- [WHAT TO PRODUCE]:
Extract and reproduce verbatim the part of the entries that opens with the line containing "Task: identify the dirt" and closes with the final line of the entries, both ends included.

^^^^

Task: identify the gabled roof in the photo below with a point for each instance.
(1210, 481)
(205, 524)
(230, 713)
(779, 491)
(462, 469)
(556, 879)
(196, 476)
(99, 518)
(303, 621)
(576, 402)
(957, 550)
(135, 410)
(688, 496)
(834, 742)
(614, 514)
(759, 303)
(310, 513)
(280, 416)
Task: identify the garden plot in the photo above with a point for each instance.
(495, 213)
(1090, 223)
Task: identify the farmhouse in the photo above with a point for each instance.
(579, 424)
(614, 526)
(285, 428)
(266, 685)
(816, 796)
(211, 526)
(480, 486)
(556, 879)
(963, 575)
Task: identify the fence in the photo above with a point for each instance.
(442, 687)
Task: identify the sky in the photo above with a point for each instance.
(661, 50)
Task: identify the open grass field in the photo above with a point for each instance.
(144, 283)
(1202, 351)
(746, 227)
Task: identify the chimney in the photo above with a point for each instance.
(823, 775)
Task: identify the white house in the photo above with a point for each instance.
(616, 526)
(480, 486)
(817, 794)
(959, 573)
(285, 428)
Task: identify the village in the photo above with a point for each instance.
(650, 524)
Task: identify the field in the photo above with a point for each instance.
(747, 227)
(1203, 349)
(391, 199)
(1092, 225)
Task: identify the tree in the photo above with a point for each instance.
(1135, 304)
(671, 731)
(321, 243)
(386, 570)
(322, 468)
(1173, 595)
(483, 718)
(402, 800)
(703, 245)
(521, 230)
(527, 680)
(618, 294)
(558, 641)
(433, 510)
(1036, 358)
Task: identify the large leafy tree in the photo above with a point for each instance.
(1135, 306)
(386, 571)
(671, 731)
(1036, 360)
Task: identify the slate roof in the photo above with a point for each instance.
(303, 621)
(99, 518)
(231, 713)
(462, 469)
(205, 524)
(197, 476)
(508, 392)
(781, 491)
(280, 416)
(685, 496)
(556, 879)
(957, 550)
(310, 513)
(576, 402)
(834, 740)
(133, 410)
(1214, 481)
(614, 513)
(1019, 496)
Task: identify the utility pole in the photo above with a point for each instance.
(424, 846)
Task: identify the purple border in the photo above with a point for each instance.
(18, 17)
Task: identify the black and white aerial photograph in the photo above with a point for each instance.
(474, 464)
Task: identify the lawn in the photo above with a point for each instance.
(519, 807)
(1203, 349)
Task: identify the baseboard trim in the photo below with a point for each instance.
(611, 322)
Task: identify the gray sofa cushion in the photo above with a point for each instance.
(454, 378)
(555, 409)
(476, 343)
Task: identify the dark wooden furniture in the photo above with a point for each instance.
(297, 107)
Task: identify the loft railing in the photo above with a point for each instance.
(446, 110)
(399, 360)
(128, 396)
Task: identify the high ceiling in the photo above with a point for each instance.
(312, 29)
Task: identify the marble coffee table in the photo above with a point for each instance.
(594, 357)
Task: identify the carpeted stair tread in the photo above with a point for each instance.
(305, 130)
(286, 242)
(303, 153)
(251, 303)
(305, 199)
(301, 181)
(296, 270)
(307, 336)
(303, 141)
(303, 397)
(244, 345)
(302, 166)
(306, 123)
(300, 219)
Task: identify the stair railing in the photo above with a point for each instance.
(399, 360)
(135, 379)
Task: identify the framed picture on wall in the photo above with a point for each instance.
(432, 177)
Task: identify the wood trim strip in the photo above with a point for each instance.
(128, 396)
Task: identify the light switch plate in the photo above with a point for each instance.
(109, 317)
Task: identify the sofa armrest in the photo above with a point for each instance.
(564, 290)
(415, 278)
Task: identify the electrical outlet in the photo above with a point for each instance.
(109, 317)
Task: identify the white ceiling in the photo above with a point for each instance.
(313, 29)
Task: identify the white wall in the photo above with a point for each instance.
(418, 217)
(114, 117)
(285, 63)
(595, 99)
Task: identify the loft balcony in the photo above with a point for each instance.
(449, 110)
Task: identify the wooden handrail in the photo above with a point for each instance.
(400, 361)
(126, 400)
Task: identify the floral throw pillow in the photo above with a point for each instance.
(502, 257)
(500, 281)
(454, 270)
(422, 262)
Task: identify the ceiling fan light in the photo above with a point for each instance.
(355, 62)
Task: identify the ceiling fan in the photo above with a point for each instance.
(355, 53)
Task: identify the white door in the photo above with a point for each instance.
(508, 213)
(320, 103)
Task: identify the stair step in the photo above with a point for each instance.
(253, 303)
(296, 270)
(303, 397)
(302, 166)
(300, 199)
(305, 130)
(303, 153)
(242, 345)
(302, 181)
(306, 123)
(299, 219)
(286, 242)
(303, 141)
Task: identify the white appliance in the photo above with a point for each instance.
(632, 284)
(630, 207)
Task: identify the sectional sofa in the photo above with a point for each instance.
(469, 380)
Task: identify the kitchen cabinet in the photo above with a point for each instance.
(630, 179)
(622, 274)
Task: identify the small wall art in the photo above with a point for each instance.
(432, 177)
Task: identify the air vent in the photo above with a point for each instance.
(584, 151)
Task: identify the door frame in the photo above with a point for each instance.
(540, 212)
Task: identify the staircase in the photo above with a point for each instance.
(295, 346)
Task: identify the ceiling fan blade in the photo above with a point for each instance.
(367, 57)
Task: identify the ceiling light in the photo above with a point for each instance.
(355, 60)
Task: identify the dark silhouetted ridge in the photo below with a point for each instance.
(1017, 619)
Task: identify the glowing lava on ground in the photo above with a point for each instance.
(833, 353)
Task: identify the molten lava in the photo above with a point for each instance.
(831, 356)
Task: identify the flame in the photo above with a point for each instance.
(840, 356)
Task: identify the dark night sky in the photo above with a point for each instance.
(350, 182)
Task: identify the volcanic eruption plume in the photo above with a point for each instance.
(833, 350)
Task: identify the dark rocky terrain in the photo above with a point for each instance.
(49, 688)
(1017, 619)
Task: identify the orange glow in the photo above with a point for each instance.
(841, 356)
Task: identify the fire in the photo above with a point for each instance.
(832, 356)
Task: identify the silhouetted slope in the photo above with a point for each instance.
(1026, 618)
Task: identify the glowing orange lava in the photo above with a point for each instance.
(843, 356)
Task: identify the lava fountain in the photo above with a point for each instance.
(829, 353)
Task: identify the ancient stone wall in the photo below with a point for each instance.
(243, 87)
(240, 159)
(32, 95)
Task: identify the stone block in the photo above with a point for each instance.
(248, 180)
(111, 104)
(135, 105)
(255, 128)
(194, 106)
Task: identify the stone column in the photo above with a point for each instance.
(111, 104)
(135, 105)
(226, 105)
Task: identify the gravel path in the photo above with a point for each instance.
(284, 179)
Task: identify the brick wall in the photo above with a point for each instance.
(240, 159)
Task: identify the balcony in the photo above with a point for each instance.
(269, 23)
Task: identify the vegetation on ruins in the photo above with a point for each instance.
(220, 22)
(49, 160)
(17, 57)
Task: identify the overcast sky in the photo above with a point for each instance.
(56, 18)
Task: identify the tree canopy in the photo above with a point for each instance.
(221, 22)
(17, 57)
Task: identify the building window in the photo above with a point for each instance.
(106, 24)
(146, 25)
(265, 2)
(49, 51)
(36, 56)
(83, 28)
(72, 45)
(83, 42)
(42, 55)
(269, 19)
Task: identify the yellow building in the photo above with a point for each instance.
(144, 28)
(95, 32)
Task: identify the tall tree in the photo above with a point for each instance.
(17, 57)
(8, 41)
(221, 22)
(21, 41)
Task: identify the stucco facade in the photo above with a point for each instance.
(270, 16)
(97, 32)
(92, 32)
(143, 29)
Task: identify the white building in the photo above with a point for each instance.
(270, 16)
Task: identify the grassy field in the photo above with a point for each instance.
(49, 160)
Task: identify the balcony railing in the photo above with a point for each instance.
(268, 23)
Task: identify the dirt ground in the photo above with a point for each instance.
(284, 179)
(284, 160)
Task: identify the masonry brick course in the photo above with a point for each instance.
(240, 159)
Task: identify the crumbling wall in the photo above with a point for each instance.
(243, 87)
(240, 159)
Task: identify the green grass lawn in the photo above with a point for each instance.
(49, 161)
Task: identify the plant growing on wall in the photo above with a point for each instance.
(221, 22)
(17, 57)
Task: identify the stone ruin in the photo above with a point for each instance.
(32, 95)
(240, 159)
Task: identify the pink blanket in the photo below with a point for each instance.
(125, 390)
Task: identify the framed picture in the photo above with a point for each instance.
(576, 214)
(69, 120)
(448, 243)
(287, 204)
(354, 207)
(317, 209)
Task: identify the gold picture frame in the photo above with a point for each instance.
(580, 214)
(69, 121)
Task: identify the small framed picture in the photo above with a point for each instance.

^^^^

- [WRITTEN RESPONSE]:
Task: identify the dirt ground in the photo above with a point for each instance.
(284, 179)
(284, 160)
Task: identify the masonry brick course in the photo above with a point for each instance.
(240, 159)
Task: identify the crumbling wall in the photo above with a point for each instance.
(243, 87)
(240, 159)
Task: identify the green grass lawn in the photo above with a point for each instance.
(49, 161)
Task: identify the plant growing on wall in the photo above with a point for each instance.
(221, 22)
(17, 57)
Task: identify the stone ruin in the photo above with a point for each instance.
(32, 95)
(240, 159)
Task: identify the pink blanket in the photo below with a point for each instance.
(125, 390)
Task: identify the framed picture in the photo above with a point for each instance.
(576, 214)
(69, 120)
(448, 243)
(287, 204)
(354, 207)
(317, 209)
Task: identify the gold picture frame in the photo above with a point for each instance.
(580, 214)
(69, 121)
Task: identify the small framed picture in the photo above with a point for each instance.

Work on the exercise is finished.